**Okunacak metin**
__________________________________________________
Cuma ezanı okunuyor. Dört mezhebin fıkhına göre, ezanla birlikte ticaretin, alış verişin, dünya işlerinin durması, dükkanların işyerlerinin atölyelerin ofislerin kapanması ve Rahman’a ibadet etmek için camiye gidilmesi gerekir. Bu konudaki irademiz nerede?

**

Sekiz yüz öğrencisi olan İmam-Hatip mektebinde namaz vakti gelince ezan okunması ve bütün öğrencilerin idareciler ve öğretmenlerle birlikte cemaatle namaz kılması gerekir. Bu konuda bir irademiz var mıdır?

**

Ayasofya Câmi-i Kebiri hâlâ kapalı. En az beş milyon Müslümanın, siyasî iktidara dilekçe vererek, ulu mâbedin açılmasını istemesi, açmazsanız oy vermeyiz tehdidinde bulunması gerekiyor. Bizde niçin bu irade yok?
__________________________________________________
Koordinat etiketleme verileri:

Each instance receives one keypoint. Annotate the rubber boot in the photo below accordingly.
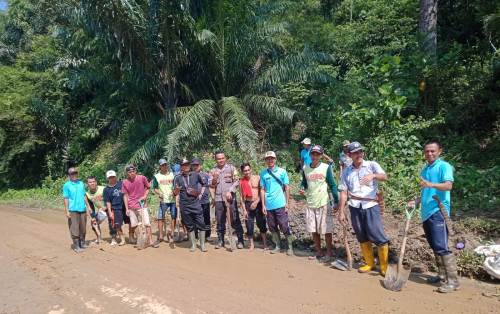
(289, 240)
(276, 240)
(383, 258)
(441, 274)
(367, 252)
(192, 238)
(202, 240)
(450, 266)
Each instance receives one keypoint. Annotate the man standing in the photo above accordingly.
(135, 192)
(437, 179)
(252, 205)
(163, 186)
(75, 206)
(94, 195)
(276, 194)
(317, 178)
(360, 185)
(113, 198)
(186, 186)
(204, 195)
(224, 183)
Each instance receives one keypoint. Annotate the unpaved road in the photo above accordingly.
(40, 274)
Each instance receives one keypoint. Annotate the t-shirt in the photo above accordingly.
(96, 198)
(438, 172)
(305, 156)
(318, 181)
(135, 190)
(74, 192)
(274, 194)
(114, 195)
(165, 183)
(193, 180)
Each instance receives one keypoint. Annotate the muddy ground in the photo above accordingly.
(40, 274)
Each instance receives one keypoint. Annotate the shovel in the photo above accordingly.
(396, 275)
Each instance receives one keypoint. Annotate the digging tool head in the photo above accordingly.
(395, 278)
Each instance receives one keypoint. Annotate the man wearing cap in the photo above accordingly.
(135, 192)
(75, 207)
(359, 184)
(224, 183)
(187, 187)
(113, 198)
(204, 195)
(317, 178)
(276, 194)
(163, 186)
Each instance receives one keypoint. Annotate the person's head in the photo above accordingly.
(131, 171)
(432, 150)
(196, 165)
(246, 169)
(270, 158)
(220, 158)
(73, 174)
(306, 142)
(92, 183)
(356, 152)
(111, 177)
(185, 166)
(163, 165)
(316, 153)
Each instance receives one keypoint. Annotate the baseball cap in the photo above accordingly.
(355, 146)
(270, 154)
(306, 141)
(317, 149)
(195, 161)
(162, 162)
(110, 173)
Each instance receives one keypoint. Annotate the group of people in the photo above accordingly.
(264, 199)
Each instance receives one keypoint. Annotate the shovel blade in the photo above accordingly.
(396, 277)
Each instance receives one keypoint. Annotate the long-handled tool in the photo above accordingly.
(396, 275)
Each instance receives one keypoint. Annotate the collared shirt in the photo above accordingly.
(226, 182)
(275, 196)
(438, 172)
(350, 183)
(74, 192)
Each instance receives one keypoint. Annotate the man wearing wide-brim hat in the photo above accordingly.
(359, 185)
__________________________________________________
Okunacak metinden, "Cuma ezanı okunuyor." sözlerini içeren yerle açılıp "konudaki irademiz nerede?" ile kapanan bölümü olduğu gibi çıkarın. Bu kayıtlar başka bir kaynaktan alınmıştır.

Cuma ezanı okunuyor. Dört mezhebin fıkhına göre, ezanla birlikte ticaretin, alış verişin, dünya işlerinin durması, dükkanların işyerlerinin atölyelerin ofislerin kapanması ve Rahman’a ibadet etmek için camiye gidilmesi gerekir. Bu konudaki irademiz nerede?